▸ **What to do**
Collect every line of the items below that contains the string "roof", treating uppercase and lowercase letters as distinct.

Object point labels
★ ★ ★

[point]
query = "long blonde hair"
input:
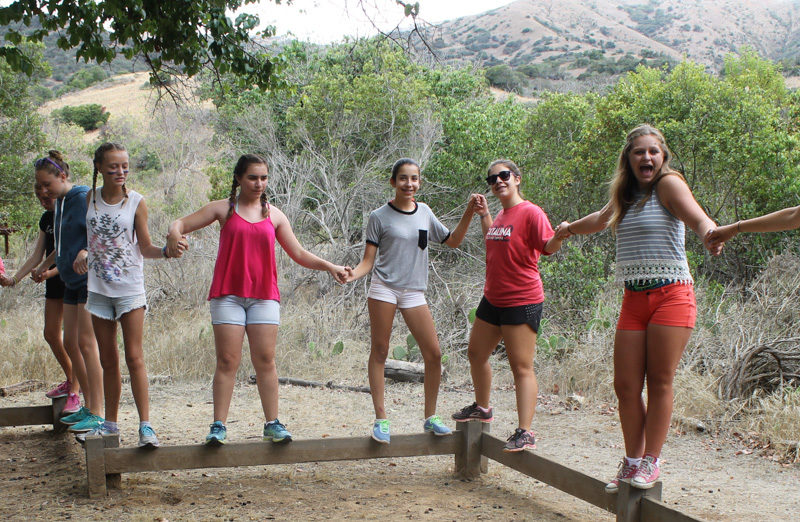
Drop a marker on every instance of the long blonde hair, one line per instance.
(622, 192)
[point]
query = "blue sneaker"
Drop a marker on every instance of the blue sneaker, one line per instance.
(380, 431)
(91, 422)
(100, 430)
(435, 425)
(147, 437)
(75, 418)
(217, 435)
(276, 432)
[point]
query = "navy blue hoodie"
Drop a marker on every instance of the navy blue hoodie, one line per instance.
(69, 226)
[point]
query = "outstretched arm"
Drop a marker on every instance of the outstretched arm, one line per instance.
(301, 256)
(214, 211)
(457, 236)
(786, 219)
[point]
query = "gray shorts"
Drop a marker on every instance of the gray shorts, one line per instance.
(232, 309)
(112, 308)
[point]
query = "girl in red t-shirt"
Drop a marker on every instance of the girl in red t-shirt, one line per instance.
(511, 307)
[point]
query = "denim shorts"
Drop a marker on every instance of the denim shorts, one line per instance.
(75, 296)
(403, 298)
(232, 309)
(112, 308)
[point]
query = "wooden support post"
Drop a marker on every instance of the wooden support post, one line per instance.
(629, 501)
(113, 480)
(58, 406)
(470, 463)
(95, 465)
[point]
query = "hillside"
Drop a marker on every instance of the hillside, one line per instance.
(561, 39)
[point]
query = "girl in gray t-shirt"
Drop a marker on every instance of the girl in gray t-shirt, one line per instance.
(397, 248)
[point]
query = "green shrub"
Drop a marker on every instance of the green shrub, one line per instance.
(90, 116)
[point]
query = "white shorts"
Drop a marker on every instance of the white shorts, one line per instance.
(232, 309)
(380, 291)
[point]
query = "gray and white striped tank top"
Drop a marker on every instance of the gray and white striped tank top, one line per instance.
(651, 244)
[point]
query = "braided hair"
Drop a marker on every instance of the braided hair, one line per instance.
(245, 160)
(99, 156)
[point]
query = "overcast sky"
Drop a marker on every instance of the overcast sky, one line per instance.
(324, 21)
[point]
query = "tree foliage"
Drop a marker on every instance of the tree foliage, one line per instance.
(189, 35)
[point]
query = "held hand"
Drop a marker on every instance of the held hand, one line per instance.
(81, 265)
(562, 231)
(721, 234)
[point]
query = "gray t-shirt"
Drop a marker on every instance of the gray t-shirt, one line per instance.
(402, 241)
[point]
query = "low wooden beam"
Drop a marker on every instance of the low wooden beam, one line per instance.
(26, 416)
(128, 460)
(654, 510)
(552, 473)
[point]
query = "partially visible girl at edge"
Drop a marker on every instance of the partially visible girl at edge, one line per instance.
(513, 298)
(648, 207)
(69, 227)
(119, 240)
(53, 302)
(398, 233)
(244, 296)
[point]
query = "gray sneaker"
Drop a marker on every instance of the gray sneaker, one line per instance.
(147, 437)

★ ★ ★

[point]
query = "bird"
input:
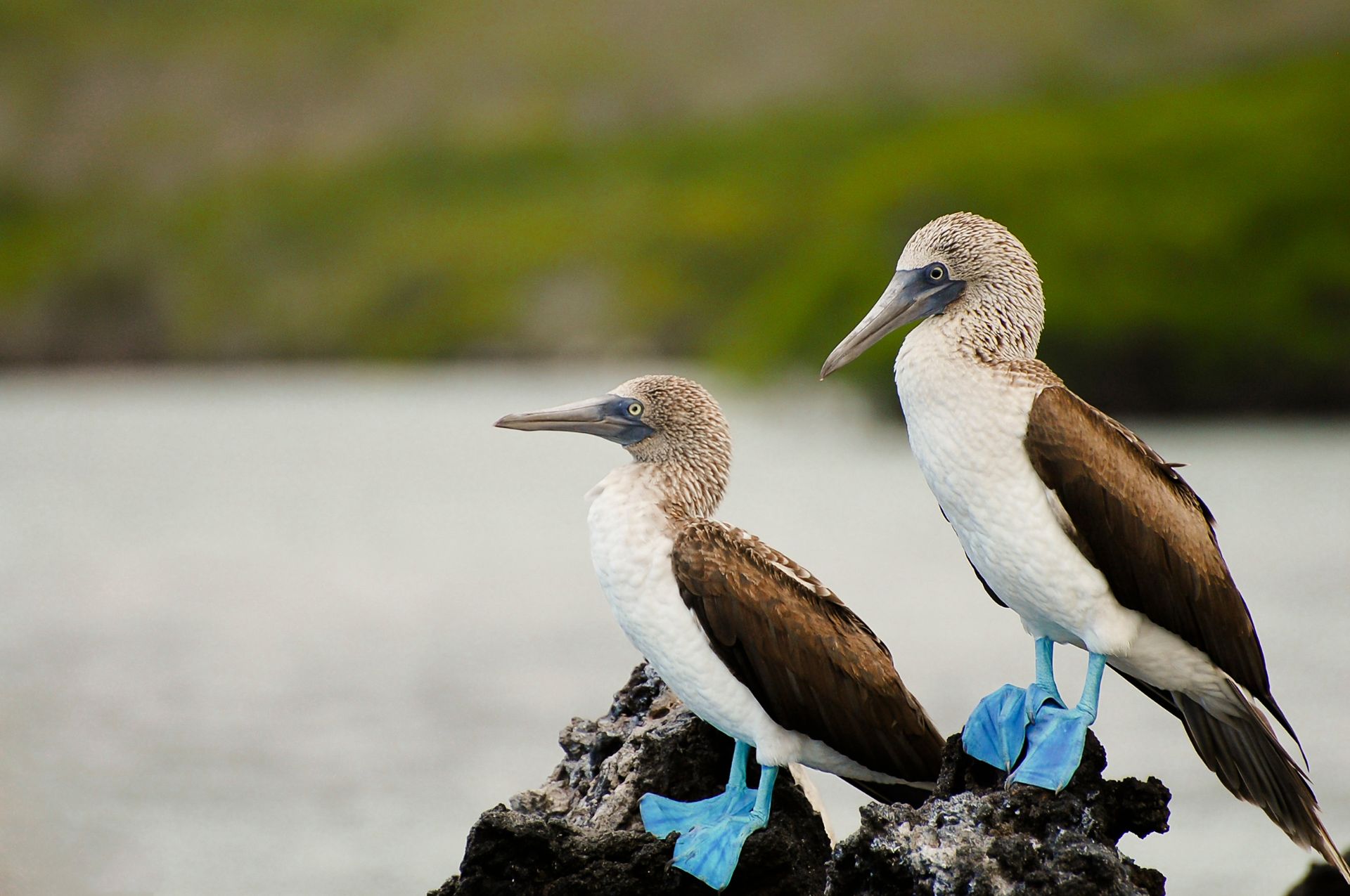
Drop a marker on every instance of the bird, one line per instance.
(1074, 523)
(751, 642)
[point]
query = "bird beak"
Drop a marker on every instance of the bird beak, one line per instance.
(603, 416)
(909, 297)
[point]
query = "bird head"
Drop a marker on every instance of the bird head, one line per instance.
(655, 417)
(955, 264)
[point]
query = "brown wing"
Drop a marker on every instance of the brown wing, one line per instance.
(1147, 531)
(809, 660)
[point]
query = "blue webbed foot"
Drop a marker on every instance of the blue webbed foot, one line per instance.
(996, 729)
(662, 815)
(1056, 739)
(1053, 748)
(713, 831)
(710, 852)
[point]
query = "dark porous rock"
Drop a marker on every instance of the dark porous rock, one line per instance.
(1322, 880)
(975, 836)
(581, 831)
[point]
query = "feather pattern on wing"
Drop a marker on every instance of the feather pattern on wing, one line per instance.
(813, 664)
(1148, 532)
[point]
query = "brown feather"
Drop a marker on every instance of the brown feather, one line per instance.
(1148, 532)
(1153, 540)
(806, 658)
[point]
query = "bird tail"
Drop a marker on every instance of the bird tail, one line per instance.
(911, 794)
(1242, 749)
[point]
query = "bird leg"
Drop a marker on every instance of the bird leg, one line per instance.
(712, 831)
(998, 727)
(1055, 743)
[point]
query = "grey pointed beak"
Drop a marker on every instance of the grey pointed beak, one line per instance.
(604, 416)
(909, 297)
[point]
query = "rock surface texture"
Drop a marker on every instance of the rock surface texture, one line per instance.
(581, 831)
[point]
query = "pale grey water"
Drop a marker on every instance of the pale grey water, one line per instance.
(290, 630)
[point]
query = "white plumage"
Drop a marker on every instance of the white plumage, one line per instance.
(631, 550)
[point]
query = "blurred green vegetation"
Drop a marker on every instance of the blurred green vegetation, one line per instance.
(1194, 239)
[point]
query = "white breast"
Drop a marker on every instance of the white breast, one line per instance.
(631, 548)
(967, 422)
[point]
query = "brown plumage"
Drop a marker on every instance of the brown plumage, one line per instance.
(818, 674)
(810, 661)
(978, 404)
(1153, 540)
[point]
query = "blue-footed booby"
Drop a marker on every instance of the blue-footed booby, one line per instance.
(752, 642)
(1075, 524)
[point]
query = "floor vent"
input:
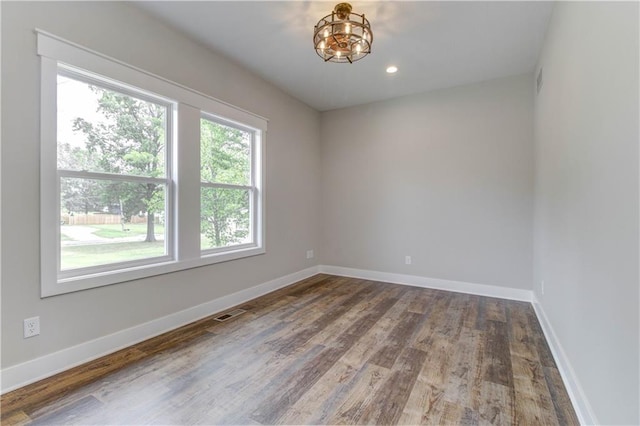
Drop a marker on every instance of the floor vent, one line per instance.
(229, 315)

★ ★ ★

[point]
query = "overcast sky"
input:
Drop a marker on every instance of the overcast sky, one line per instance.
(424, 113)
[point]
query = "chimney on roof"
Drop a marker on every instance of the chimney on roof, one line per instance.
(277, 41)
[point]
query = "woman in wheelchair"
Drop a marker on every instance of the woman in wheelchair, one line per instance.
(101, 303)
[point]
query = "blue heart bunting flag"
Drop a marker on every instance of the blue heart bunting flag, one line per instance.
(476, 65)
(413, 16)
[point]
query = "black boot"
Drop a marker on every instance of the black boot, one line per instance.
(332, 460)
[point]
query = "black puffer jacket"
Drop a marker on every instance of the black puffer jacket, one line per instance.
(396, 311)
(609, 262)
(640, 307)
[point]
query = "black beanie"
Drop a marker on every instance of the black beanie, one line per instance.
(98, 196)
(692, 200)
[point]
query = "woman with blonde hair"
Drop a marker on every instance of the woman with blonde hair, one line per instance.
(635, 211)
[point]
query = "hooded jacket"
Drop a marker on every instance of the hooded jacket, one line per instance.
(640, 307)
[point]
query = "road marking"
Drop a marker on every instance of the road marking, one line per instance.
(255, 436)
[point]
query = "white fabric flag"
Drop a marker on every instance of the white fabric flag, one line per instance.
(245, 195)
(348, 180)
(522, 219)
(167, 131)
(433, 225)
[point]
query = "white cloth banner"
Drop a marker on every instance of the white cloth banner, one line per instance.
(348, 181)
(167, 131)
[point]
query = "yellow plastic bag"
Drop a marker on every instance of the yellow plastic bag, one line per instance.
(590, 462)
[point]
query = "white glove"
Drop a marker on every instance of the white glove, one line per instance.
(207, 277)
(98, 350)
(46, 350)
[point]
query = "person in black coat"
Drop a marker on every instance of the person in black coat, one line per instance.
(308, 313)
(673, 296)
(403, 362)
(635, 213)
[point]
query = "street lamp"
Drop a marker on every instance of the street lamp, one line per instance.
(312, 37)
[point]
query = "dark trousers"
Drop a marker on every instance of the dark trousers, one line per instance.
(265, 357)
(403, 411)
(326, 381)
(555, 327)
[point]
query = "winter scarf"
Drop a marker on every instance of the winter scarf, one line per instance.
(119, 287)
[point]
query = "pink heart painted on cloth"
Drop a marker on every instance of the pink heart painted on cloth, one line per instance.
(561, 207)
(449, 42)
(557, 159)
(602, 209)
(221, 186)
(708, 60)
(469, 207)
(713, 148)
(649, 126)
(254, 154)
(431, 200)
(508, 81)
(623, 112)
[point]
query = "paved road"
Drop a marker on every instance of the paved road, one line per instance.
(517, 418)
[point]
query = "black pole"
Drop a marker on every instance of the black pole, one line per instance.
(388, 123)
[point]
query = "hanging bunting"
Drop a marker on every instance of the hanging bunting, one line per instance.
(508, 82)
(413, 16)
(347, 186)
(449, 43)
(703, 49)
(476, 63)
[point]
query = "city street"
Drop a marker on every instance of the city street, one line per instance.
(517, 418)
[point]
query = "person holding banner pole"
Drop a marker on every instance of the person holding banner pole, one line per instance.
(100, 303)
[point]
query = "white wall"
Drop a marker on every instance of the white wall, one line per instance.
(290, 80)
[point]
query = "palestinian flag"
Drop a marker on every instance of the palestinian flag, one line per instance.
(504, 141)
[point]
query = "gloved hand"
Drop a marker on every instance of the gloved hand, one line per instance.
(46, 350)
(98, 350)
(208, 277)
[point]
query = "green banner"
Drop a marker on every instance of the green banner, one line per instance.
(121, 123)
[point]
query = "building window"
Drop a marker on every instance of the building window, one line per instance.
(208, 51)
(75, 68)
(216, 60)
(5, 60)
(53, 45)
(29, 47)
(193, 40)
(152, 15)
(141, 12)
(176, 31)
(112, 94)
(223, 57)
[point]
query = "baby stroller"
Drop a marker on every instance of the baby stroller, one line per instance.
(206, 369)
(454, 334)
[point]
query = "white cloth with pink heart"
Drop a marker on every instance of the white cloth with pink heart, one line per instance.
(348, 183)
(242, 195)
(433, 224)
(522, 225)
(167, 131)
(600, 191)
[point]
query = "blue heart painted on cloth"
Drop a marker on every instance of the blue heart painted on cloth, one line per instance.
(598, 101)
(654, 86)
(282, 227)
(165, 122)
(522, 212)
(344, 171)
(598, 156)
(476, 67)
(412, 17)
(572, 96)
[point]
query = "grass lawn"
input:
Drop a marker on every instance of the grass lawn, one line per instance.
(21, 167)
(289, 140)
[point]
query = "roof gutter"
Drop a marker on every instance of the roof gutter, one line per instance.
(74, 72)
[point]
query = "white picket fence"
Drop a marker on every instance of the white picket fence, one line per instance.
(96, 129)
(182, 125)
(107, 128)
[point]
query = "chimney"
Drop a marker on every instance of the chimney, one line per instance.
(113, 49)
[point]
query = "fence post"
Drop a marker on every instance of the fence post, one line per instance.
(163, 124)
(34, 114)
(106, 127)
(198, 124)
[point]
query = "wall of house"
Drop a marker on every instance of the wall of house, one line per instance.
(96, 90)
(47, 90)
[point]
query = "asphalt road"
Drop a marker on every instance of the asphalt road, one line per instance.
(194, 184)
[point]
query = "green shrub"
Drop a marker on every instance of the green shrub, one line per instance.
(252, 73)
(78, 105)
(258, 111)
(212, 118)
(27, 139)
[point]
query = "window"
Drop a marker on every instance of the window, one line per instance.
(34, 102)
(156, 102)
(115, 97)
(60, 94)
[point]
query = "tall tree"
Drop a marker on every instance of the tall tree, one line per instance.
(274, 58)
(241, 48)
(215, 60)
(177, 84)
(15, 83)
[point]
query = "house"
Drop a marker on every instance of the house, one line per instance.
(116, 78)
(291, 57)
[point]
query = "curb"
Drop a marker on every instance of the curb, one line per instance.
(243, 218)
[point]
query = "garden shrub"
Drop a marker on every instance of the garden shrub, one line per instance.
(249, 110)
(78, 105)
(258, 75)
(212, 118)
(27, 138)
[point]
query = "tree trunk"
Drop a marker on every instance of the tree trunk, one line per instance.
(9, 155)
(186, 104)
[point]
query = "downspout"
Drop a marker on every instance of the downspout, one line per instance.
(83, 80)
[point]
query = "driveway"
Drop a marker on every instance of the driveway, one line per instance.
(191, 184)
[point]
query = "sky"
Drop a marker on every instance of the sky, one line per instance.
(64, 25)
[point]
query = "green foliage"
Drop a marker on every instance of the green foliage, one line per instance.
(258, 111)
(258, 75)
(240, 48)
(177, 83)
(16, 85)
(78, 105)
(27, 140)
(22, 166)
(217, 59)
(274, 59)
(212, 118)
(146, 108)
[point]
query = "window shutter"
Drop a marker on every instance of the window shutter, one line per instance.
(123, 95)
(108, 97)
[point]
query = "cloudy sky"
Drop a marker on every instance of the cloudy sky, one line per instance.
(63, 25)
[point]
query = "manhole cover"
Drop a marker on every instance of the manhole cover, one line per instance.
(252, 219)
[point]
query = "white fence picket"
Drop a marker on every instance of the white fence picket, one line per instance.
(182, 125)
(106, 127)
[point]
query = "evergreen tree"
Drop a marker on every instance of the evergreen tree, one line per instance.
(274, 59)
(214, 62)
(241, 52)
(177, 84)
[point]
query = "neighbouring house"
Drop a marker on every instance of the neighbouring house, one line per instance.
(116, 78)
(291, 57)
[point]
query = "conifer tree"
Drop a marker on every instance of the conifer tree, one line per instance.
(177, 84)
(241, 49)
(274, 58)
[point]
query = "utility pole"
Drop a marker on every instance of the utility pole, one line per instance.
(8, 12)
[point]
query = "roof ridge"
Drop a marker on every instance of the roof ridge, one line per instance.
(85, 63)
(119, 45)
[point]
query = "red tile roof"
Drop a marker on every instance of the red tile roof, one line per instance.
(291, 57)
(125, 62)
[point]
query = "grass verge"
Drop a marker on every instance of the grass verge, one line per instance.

★ ★ ★

▸ **Answer to this problem**
query = "chimney on roof"
Drop a marker on every instance of the chimney on roof, one line per instance.
query = "roof gutter"
Drop a marker on every instance of the roof gutter, one line per instance.
query = "roof ridge"
Drop a marker on every instance of the roof ridge, one line per instance.
query = "red tile roof"
Drop a marker on every instance of the red tile roof, one line per instance.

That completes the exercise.